EXERCISE DESCRIPTION
State how many lines in the rows below contain the string "slat". Reply with the number alone.

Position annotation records
%%

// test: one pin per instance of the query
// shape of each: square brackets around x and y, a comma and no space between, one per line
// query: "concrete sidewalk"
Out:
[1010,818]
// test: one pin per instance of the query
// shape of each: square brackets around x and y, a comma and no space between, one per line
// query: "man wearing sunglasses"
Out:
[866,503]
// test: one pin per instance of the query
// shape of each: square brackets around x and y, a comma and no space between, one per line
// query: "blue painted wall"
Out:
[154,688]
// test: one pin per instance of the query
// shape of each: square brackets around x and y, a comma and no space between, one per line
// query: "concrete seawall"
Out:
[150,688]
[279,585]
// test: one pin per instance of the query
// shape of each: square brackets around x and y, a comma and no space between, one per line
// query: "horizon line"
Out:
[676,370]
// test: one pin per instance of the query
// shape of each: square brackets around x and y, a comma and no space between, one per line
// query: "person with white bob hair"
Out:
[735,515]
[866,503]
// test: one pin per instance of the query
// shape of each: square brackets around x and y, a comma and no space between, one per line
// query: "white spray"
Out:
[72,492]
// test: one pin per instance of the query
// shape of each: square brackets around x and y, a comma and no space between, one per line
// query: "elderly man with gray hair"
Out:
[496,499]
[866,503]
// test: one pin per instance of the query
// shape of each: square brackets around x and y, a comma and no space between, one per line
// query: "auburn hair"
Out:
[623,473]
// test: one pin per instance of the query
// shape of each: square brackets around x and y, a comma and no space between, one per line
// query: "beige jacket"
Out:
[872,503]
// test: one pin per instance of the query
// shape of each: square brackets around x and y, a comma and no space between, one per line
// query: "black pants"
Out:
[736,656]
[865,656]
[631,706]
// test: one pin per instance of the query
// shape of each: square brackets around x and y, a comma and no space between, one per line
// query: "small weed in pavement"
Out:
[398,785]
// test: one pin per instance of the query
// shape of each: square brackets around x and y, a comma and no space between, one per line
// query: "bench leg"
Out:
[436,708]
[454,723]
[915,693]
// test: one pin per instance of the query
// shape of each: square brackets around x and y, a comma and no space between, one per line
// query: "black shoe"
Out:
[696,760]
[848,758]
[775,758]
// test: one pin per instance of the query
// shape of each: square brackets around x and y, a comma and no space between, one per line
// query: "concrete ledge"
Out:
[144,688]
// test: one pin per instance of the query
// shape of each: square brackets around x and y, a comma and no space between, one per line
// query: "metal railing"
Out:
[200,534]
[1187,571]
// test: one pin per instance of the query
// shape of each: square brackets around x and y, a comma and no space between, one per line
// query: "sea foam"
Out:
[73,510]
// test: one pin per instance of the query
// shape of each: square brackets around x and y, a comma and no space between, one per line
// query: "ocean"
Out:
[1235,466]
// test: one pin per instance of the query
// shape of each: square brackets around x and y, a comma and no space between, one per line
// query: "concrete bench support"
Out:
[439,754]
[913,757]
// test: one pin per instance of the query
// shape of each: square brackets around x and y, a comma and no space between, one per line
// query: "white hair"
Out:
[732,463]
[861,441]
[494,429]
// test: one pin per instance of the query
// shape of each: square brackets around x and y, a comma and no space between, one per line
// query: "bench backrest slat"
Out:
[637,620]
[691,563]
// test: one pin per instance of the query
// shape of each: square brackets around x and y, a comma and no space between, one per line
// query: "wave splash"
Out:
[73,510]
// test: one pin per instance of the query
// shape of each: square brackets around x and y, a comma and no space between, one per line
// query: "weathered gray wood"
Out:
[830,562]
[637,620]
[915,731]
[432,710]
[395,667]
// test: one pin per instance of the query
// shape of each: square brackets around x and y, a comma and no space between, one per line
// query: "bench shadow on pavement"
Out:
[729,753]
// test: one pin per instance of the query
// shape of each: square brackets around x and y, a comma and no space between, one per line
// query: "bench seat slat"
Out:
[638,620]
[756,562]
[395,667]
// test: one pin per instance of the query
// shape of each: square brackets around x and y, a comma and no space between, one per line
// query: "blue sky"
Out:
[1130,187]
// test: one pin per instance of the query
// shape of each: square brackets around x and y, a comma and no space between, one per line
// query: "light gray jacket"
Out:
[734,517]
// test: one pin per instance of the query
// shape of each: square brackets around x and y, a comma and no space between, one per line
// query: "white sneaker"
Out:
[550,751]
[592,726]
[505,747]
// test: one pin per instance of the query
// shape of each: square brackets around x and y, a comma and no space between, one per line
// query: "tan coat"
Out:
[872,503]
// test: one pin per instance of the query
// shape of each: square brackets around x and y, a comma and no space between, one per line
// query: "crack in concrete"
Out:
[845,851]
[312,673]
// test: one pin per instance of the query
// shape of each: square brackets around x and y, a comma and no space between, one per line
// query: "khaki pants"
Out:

%%

SOLUTION TO THIS EXERCISE
2